## [Directions for this task]
Rewrite the material below, changing every "Tag" to "Mark" and leaving everything else untouched. Leave the pictures out of your answer.

>>>

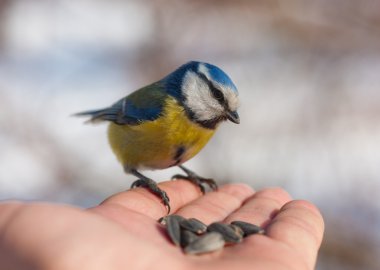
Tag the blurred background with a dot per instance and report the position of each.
(309, 80)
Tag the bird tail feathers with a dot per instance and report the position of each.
(96, 116)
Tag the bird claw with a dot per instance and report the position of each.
(153, 187)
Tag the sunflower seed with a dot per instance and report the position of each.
(237, 229)
(248, 228)
(173, 228)
(194, 225)
(187, 237)
(229, 235)
(206, 243)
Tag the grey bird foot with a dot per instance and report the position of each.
(153, 187)
(196, 179)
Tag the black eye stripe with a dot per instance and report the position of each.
(218, 95)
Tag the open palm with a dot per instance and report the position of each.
(123, 233)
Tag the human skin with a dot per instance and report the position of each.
(122, 232)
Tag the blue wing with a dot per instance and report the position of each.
(145, 104)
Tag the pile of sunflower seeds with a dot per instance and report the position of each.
(194, 237)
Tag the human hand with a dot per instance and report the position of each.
(122, 232)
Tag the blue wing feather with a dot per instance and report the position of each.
(145, 104)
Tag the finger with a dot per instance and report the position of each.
(261, 207)
(215, 206)
(141, 200)
(300, 225)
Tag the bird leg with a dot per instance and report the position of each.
(196, 179)
(152, 186)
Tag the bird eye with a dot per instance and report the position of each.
(217, 94)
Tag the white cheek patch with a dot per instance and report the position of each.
(229, 94)
(198, 98)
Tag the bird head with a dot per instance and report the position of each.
(207, 93)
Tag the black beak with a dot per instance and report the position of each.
(233, 117)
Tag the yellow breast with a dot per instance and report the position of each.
(169, 140)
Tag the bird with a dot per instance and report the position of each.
(167, 122)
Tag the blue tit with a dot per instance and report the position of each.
(166, 123)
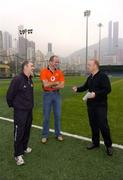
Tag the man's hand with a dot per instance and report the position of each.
(74, 88)
(93, 95)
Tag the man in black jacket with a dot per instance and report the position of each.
(98, 87)
(20, 97)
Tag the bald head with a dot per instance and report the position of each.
(93, 66)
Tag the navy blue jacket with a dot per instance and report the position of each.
(20, 93)
(100, 84)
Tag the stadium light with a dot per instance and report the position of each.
(100, 26)
(26, 31)
(86, 14)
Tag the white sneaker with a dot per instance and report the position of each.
(19, 160)
(44, 140)
(28, 150)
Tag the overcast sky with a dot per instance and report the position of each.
(60, 21)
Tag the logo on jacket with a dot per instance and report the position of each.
(52, 78)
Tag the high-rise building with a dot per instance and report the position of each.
(115, 34)
(1, 40)
(50, 47)
(110, 36)
(7, 41)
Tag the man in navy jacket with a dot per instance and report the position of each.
(98, 87)
(20, 98)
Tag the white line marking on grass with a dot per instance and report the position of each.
(67, 134)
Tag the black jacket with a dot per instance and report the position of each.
(20, 93)
(100, 84)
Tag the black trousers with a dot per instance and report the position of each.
(22, 126)
(98, 122)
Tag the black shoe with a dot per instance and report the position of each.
(92, 146)
(109, 151)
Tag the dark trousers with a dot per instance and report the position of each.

<<<

## [Output for this task]
Mark the blurred background with a dot per instance and report the position of each.
(309, 80)
Mark the bird tail feathers with a dot per instance and report the position of each.
(96, 116)
Mark the bird claw with a dot per instance and report the position of each.
(153, 187)
Mark the sunflower seed with a dot per instance and report the position of each.
(237, 229)
(248, 228)
(173, 228)
(194, 225)
(187, 237)
(229, 235)
(206, 243)
Mark the grey bird foot with a dot per instance and report the position of each.
(153, 187)
(196, 179)
Mark the black eye stripe with a dot per instance and report the position of each.
(218, 95)
Mark the open palm with a dot per instance and report the position of each.
(123, 233)
Mark the human skin with a dot per instance and report the position of each.
(122, 232)
Mark the blue wing with a dot per instance and report the position of each.
(145, 104)
Mark the pile of sunflower seeds with a dot per instance and report the position of each.
(194, 237)
Mark the human hand with a dot per instance and report the position of each.
(122, 232)
Mark the blue wing feather with a dot per instance and report the position of each.
(145, 104)
Mark the finger with a dot per instance and report the position of each.
(261, 207)
(215, 206)
(141, 200)
(300, 225)
Mark the bird leg with a dot per instance and report the position of each.
(196, 179)
(152, 186)
Mark the bird eye with a dot per instance and report the position of each.
(217, 94)
Mark the white cheek patch with a dot per instance and report the position of each.
(229, 94)
(198, 98)
Mark the bird head with a dot per instance and report the position of each.
(207, 93)
Mark the black beak with a dot per instance and report the position of each.
(233, 117)
Mark the yellow breast with a dot per instance and report the position of each.
(169, 140)
Mark the bird with a dot per instance and report the position of each.
(167, 122)
Mark the blue tit with a dot per instance and report the position of each.
(166, 123)
Mark the man's hand with a dot per instance and report the position of each.
(74, 88)
(93, 95)
Mark the man in black jacket with a dot per instance and report the position of each.
(98, 87)
(20, 97)
Mark the bald head with a dot per instance and report the position of each.
(93, 66)
Mark the navy blue jacket with a dot per instance and report the position of each.
(20, 93)
(100, 84)
Mark the stadium light with a dot per instance and report the position of each.
(100, 26)
(26, 31)
(86, 14)
Mark the white sneaker with a dot per instance and report the position of each.
(19, 160)
(44, 140)
(28, 150)
Mark the overcast sky with a dot per instance and report the position of each.
(60, 21)
Mark the logo on jacket with a dot per instance and report the position of each.
(52, 78)
Mark the high-rise building with a dot per instance and report the position of each.
(115, 34)
(1, 40)
(50, 47)
(110, 36)
(7, 41)
Mark the man in navy jacket with a dot per instance and report the position of each.
(98, 87)
(20, 98)
Mark the white line marking on grass with a dot per instance and report the position of each.
(67, 134)
Mark the black jacket with a dot per instance and report the position of each.
(20, 93)
(100, 84)
Mark the black trousers with a dot per instance and report the position of each.
(22, 126)
(98, 122)
Mark the black shoe with a dot per instance and report the position of each.
(92, 146)
(109, 151)
Mark the dark trousers with a dot per instance and report the position of each.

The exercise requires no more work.